AIM OF THE EXERCISE >>
Starting at the line with "Challenge: palm plant" and ending after the line with "[140,247,153,286]", output those records as a two-column CSV with the headers text and answer. Use one row per record, put each field in quotes, and replace any line breaks inside a field with spaces.

--- begin EXTRACTED ENTRIES ---

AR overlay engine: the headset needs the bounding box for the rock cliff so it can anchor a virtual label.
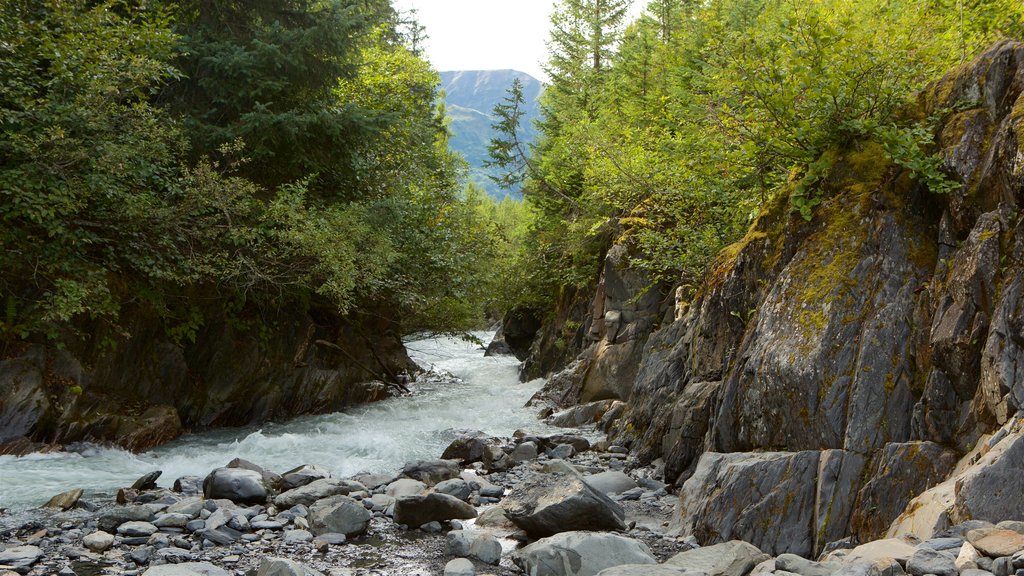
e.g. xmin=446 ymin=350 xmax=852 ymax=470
xmin=520 ymin=41 xmax=1024 ymax=556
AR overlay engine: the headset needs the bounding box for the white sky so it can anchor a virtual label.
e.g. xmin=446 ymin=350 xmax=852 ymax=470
xmin=392 ymin=0 xmax=646 ymax=80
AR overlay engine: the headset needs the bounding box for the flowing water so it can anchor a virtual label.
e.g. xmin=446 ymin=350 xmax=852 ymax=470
xmin=0 ymin=333 xmax=545 ymax=510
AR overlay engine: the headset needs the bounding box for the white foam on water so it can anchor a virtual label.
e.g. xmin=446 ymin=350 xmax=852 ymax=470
xmin=0 ymin=333 xmax=547 ymax=510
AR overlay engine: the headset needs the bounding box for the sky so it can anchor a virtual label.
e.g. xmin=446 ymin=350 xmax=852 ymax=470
xmin=393 ymin=0 xmax=645 ymax=81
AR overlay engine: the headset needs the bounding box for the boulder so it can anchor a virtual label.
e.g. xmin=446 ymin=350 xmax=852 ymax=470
xmin=308 ymin=496 xmax=373 ymax=537
xmin=43 ymin=488 xmax=85 ymax=510
xmin=273 ymin=478 xmax=367 ymax=509
xmin=203 ymin=468 xmax=267 ymax=504
xmin=583 ymin=470 xmax=637 ymax=494
xmin=394 ymin=492 xmax=476 ymax=527
xmin=444 ymin=530 xmax=502 ymax=566
xmin=906 ymin=548 xmax=959 ymax=576
xmin=502 ymin=475 xmax=626 ymax=538
xmin=401 ymin=460 xmax=460 ymax=486
xmin=278 ymin=464 xmax=331 ymax=492
xmin=512 ymin=532 xmax=657 ymax=576
xmin=666 ymin=540 xmax=769 ymax=576
xmin=142 ymin=562 xmax=231 ymax=576
xmin=82 ymin=530 xmax=114 ymax=552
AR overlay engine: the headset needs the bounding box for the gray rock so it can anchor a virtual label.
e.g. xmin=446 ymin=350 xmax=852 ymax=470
xmin=401 ymin=460 xmax=460 ymax=486
xmin=0 ymin=545 xmax=43 ymax=571
xmin=142 ymin=562 xmax=231 ymax=576
xmin=502 ymin=475 xmax=626 ymax=538
xmin=82 ymin=530 xmax=114 ymax=552
xmin=512 ymin=532 xmax=657 ymax=576
xmin=273 ymin=478 xmax=367 ymax=509
xmin=444 ymin=530 xmax=502 ymax=566
xmin=775 ymin=553 xmax=840 ymax=576
xmin=666 ymin=540 xmax=769 ymax=576
xmin=309 ymin=496 xmax=372 ymax=537
xmin=906 ymin=548 xmax=959 ymax=576
xmin=583 ymin=470 xmax=637 ymax=494
xmin=203 ymin=468 xmax=267 ymax=504
xmin=444 ymin=558 xmax=476 ymax=576
xmin=394 ymin=493 xmax=476 ymax=526
xmin=118 ymin=522 xmax=159 ymax=538
xmin=434 ymin=478 xmax=475 ymax=500
xmin=275 ymin=464 xmax=333 ymax=487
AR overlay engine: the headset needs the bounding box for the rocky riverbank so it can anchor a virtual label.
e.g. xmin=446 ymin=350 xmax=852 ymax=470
xmin=0 ymin=412 xmax=1024 ymax=576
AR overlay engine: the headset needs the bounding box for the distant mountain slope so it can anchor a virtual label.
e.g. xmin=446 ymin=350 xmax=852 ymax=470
xmin=441 ymin=70 xmax=544 ymax=198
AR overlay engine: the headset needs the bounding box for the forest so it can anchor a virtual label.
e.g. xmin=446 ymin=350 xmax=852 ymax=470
xmin=0 ymin=0 xmax=1024 ymax=347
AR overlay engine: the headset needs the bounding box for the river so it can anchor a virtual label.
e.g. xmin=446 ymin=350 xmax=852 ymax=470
xmin=0 ymin=333 xmax=545 ymax=510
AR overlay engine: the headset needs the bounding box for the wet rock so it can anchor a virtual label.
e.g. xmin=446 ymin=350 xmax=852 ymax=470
xmin=43 ymin=488 xmax=85 ymax=510
xmin=666 ymin=540 xmax=768 ymax=576
xmin=309 ymin=496 xmax=372 ymax=537
xmin=444 ymin=530 xmax=502 ymax=565
xmin=82 ymin=530 xmax=114 ymax=552
xmin=401 ymin=460 xmax=461 ymax=486
xmin=502 ymin=475 xmax=626 ymax=537
xmin=512 ymin=532 xmax=657 ymax=576
xmin=171 ymin=476 xmax=203 ymax=496
xmin=906 ymin=548 xmax=959 ymax=576
xmin=394 ymin=493 xmax=476 ymax=527
xmin=273 ymin=478 xmax=367 ymax=508
xmin=583 ymin=470 xmax=637 ymax=494
xmin=131 ymin=470 xmax=164 ymax=491
xmin=444 ymin=558 xmax=476 ymax=576
xmin=0 ymin=546 xmax=43 ymax=572
xmin=434 ymin=478 xmax=475 ymax=501
xmin=274 ymin=464 xmax=331 ymax=487
xmin=142 ymin=562 xmax=231 ymax=576
xmin=203 ymin=467 xmax=267 ymax=504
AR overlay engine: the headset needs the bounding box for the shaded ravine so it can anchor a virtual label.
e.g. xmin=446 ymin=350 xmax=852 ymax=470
xmin=0 ymin=333 xmax=545 ymax=510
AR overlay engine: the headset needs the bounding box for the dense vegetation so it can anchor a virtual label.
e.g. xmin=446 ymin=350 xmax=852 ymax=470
xmin=0 ymin=0 xmax=497 ymax=344
xmin=493 ymin=0 xmax=1024 ymax=308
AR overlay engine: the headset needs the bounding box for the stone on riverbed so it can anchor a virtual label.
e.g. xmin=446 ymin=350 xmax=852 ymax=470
xmin=512 ymin=532 xmax=657 ymax=576
xmin=203 ymin=468 xmax=266 ymax=504
xmin=394 ymin=492 xmax=476 ymax=527
xmin=502 ymin=475 xmax=626 ymax=538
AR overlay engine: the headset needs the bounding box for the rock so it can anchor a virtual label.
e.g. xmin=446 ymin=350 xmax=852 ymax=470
xmin=279 ymin=464 xmax=331 ymax=492
xmin=171 ymin=476 xmax=203 ymax=495
xmin=309 ymin=496 xmax=372 ymax=537
xmin=273 ymin=478 xmax=367 ymax=509
xmin=512 ymin=532 xmax=657 ymax=576
xmin=775 ymin=553 xmax=840 ymax=576
xmin=0 ymin=545 xmax=43 ymax=572
xmin=118 ymin=522 xmax=158 ymax=538
xmin=583 ymin=470 xmax=637 ymax=494
xmin=131 ymin=470 xmax=164 ymax=491
xmin=82 ymin=530 xmax=114 ymax=552
xmin=203 ymin=468 xmax=267 ymax=504
xmin=906 ymin=548 xmax=959 ymax=576
xmin=444 ymin=530 xmax=502 ymax=566
xmin=597 ymin=564 xmax=701 ymax=576
xmin=967 ymin=529 xmax=1024 ymax=559
xmin=43 ymin=488 xmax=85 ymax=510
xmin=394 ymin=492 xmax=476 ymax=527
xmin=509 ymin=442 xmax=539 ymax=462
xmin=666 ymin=540 xmax=768 ymax=576
xmin=502 ymin=475 xmax=626 ymax=538
xmin=441 ymin=430 xmax=497 ymax=465
xmin=444 ymin=558 xmax=476 ymax=576
xmin=142 ymin=562 xmax=231 ymax=576
xmin=401 ymin=460 xmax=460 ymax=486
xmin=434 ymin=478 xmax=475 ymax=500
xmin=384 ymin=478 xmax=427 ymax=498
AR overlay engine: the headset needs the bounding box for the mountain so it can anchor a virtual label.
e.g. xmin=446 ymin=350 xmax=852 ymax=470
xmin=441 ymin=70 xmax=544 ymax=199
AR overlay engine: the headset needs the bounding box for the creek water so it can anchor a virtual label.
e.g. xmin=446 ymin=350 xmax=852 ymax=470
xmin=0 ymin=333 xmax=546 ymax=511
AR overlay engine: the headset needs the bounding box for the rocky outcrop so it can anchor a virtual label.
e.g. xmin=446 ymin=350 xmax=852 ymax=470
xmin=0 ymin=303 xmax=413 ymax=451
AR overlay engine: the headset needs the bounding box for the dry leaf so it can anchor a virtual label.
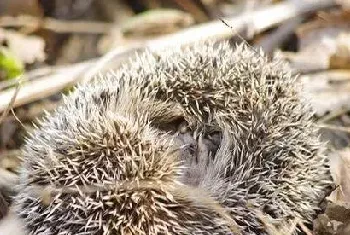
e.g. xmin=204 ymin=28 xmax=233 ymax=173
xmin=300 ymin=70 xmax=350 ymax=116
xmin=329 ymin=149 xmax=350 ymax=203
xmin=330 ymin=33 xmax=350 ymax=69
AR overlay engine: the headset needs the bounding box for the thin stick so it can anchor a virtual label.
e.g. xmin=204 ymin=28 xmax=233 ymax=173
xmin=0 ymin=0 xmax=335 ymax=112
xmin=0 ymin=81 xmax=21 ymax=124
xmin=316 ymin=124 xmax=350 ymax=133
xmin=0 ymin=16 xmax=113 ymax=34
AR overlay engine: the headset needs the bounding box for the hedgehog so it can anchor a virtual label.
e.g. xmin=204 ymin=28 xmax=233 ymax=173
xmin=15 ymin=41 xmax=332 ymax=235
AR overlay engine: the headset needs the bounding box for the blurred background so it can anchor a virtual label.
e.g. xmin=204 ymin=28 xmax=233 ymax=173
xmin=0 ymin=0 xmax=350 ymax=234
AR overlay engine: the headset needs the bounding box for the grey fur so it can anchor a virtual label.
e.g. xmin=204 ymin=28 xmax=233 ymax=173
xmin=16 ymin=42 xmax=331 ymax=235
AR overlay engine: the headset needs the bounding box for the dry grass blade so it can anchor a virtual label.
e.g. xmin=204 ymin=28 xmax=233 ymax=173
xmin=0 ymin=79 xmax=21 ymax=124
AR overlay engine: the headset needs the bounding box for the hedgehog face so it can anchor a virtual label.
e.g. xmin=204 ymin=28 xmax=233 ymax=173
xmin=16 ymin=43 xmax=331 ymax=235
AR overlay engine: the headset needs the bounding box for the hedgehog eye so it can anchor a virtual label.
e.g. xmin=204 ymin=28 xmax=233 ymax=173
xmin=152 ymin=116 xmax=188 ymax=133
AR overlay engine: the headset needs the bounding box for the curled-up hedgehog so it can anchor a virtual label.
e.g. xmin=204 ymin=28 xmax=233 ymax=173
xmin=15 ymin=42 xmax=331 ymax=235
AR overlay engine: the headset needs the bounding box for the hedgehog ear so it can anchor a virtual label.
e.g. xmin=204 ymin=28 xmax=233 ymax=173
xmin=147 ymin=101 xmax=188 ymax=132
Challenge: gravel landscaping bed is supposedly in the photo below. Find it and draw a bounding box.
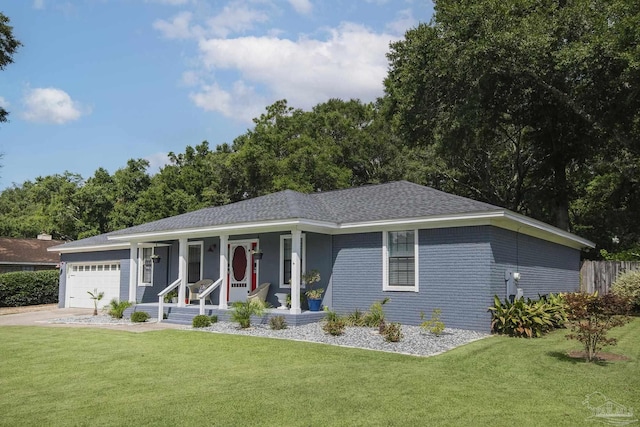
[50,315,489,356]
[196,322,488,356]
[48,314,157,326]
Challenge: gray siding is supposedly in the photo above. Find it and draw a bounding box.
[58,249,129,308]
[491,227,580,299]
[332,227,490,331]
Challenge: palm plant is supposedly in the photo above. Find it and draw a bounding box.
[87,289,104,316]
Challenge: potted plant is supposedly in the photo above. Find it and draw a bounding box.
[164,289,178,304]
[251,249,262,260]
[302,270,324,311]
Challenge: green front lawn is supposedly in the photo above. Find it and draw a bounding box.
[0,319,640,426]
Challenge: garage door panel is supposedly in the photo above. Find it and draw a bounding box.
[65,261,120,308]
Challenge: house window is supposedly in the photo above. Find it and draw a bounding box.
[280,234,307,288]
[187,242,203,283]
[382,230,418,292]
[140,247,153,286]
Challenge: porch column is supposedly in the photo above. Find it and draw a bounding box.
[178,239,189,307]
[129,242,138,304]
[218,234,229,310]
[289,230,302,314]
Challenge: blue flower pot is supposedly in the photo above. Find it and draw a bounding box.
[307,299,322,311]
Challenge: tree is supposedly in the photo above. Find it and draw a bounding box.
[384,0,640,234]
[109,159,151,230]
[0,12,22,122]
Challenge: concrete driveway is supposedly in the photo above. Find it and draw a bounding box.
[0,305,184,332]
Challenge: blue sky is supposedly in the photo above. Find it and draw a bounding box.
[0,0,433,189]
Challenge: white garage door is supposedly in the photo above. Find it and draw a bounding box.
[65,261,120,308]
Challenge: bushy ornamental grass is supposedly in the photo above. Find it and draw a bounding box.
[0,270,60,307]
[489,294,567,338]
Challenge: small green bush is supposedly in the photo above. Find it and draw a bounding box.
[269,316,287,331]
[231,301,265,329]
[363,298,389,328]
[611,271,640,311]
[383,323,403,342]
[131,311,151,323]
[344,308,366,326]
[109,298,133,319]
[322,317,346,336]
[489,294,567,338]
[191,314,211,328]
[0,270,60,307]
[420,308,445,337]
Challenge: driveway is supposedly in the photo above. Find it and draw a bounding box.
[0,305,184,332]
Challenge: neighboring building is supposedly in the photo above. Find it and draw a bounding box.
[50,181,593,331]
[0,234,64,273]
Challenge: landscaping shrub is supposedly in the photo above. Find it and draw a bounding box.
[420,308,445,337]
[231,301,265,329]
[383,323,403,342]
[269,316,287,331]
[109,298,133,319]
[322,307,347,336]
[131,311,151,323]
[364,298,389,328]
[611,271,640,311]
[489,294,567,338]
[565,292,630,362]
[344,308,366,326]
[191,314,211,328]
[0,270,60,307]
[322,318,346,336]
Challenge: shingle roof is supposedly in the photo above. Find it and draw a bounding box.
[0,237,64,265]
[53,181,502,248]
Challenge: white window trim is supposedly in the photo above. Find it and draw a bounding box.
[382,229,420,292]
[138,245,156,287]
[186,240,204,285]
[279,233,307,289]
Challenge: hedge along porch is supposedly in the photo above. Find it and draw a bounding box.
[54,181,592,331]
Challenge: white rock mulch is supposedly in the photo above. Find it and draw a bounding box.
[192,322,489,356]
[50,315,489,356]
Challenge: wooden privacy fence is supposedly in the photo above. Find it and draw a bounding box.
[580,261,640,295]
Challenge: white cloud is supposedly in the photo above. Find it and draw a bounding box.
[191,23,398,117]
[207,2,269,37]
[289,0,313,15]
[386,9,418,35]
[189,81,267,122]
[22,87,90,125]
[153,1,269,39]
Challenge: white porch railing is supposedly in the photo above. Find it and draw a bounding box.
[158,278,182,323]
[198,277,222,314]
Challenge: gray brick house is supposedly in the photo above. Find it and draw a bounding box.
[50,181,593,331]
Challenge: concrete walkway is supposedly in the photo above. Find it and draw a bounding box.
[0,306,184,332]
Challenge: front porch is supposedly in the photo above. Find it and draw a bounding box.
[131,303,325,326]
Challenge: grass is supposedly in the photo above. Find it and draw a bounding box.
[0,319,640,426]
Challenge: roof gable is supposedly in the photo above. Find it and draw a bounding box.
[50,181,591,251]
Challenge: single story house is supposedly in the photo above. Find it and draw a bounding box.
[51,181,593,331]
[0,234,64,273]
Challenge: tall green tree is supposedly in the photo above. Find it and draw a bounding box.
[109,159,151,230]
[0,12,22,122]
[384,0,640,234]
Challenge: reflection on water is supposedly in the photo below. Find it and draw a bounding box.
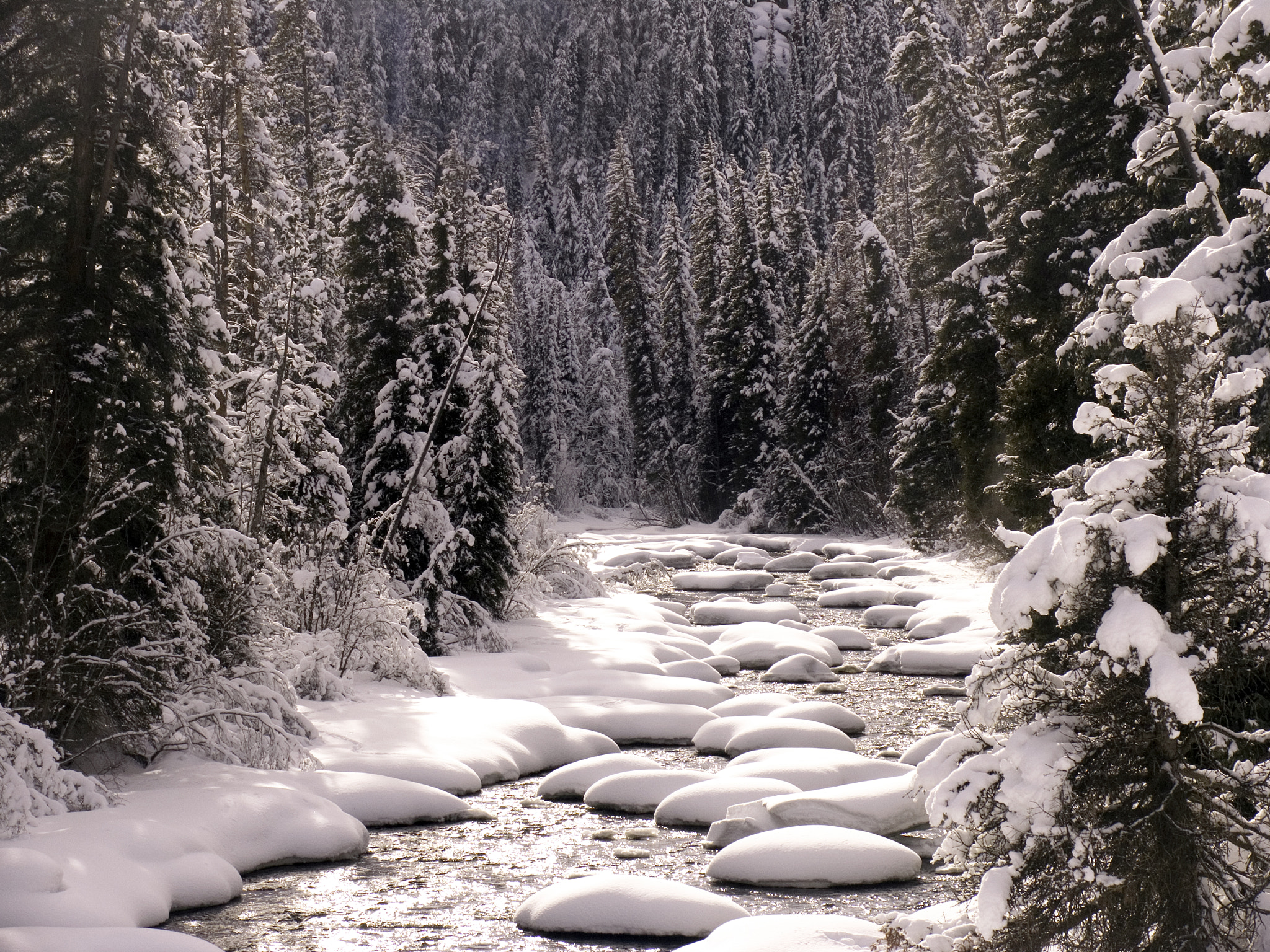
[164,576,965,952]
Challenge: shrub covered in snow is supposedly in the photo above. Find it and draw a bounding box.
[0,707,109,839]
[918,285,1270,952]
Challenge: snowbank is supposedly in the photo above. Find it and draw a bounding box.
[680,915,881,952]
[514,873,749,935]
[706,826,922,889]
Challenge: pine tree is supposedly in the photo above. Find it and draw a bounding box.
[985,0,1173,526]
[690,139,732,519]
[705,162,781,508]
[427,147,521,627]
[605,136,673,506]
[0,2,233,756]
[917,278,1270,952]
[658,201,701,521]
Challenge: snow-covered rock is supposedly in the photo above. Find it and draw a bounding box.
[691,599,802,625]
[808,562,877,581]
[763,552,824,573]
[720,717,856,757]
[763,774,927,837]
[701,655,740,677]
[776,618,812,631]
[760,655,838,684]
[864,606,917,628]
[0,783,368,928]
[706,825,922,889]
[899,731,952,767]
[514,873,749,937]
[533,695,717,744]
[713,622,842,669]
[692,713,767,754]
[866,632,998,677]
[877,565,931,581]
[303,695,624,786]
[724,534,790,552]
[117,756,471,826]
[714,546,771,565]
[904,612,974,640]
[582,769,714,814]
[653,777,801,826]
[0,925,220,952]
[710,692,799,717]
[680,915,881,952]
[313,746,480,796]
[768,700,866,734]
[662,655,719,684]
[717,747,912,791]
[537,754,665,800]
[815,585,899,608]
[670,571,776,591]
[812,625,873,651]
[528,669,733,710]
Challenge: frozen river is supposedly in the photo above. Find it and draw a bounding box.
[165,575,964,952]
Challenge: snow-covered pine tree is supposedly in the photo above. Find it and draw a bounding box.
[413,147,521,627]
[705,165,781,510]
[658,201,701,521]
[688,138,732,519]
[0,0,255,756]
[857,218,912,469]
[806,4,859,244]
[917,278,1270,952]
[605,136,682,511]
[985,0,1168,528]
[890,0,1003,545]
[335,84,457,619]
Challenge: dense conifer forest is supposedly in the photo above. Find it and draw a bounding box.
[7,0,1270,952]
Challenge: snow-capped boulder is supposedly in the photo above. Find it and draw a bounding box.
[662,655,719,684]
[513,873,749,937]
[763,774,927,837]
[763,552,824,573]
[808,562,877,581]
[812,625,873,651]
[653,777,801,826]
[690,599,802,625]
[680,915,882,952]
[533,695,717,744]
[582,769,714,814]
[815,585,897,608]
[720,717,856,757]
[864,606,917,628]
[710,693,799,717]
[760,654,838,684]
[768,700,866,734]
[706,825,922,889]
[537,754,665,800]
[670,571,776,591]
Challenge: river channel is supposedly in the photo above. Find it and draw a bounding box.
[162,563,967,952]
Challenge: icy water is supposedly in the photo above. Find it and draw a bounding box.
[164,563,962,952]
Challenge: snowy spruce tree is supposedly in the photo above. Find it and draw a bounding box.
[605,136,686,513]
[704,161,781,510]
[0,2,303,765]
[918,278,1270,952]
[413,147,521,640]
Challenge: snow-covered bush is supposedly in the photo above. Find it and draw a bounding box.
[917,278,1270,952]
[272,524,450,700]
[0,707,109,840]
[502,503,605,618]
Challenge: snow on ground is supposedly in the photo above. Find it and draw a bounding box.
[0,527,997,952]
[515,873,749,935]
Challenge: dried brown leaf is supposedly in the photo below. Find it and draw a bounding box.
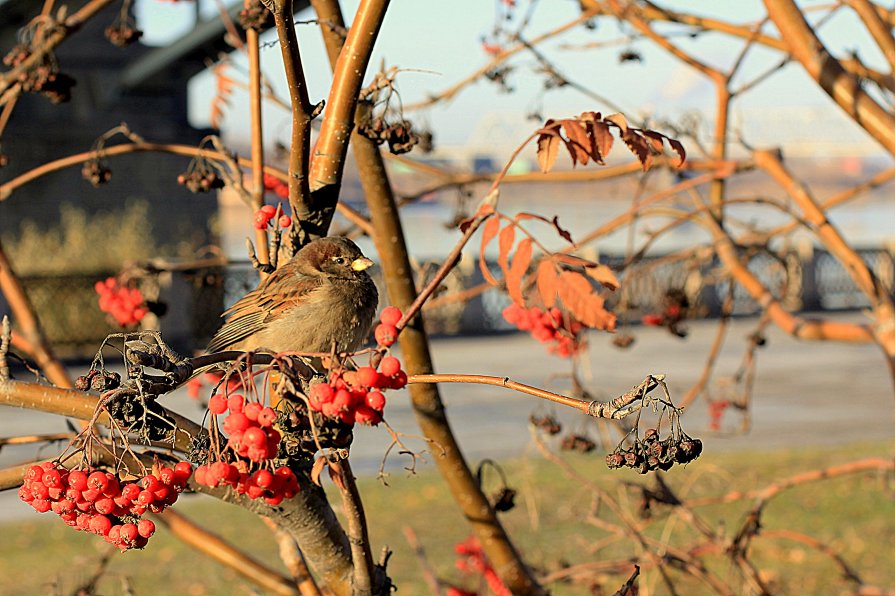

--- end EXTRACTED ENTRIES ---

FULL OUTPUT >>
text,answer
"Challenge: palm plant is supposedly in the photo above. Find it and draw a bounding box.","[87,289,104,316]"
"Challenge: potted plant is supposedly in the photo above. Find it and draw a bounding box.","[164,289,178,304] [251,249,262,260] [302,270,324,311]"
"Challenge: green front lawn is supposedly in the photo above. Find it and draw a bounding box.","[0,319,640,426]"
"Challenge: garage door panel is supposedly in the photo above. Find it and draw a bounding box.","[65,261,120,308]"
"Challenge: house window is supposedly in the photo above. Find it and draw a bounding box.","[280,234,307,288] [187,242,203,283] [382,230,418,292] [140,247,153,286]"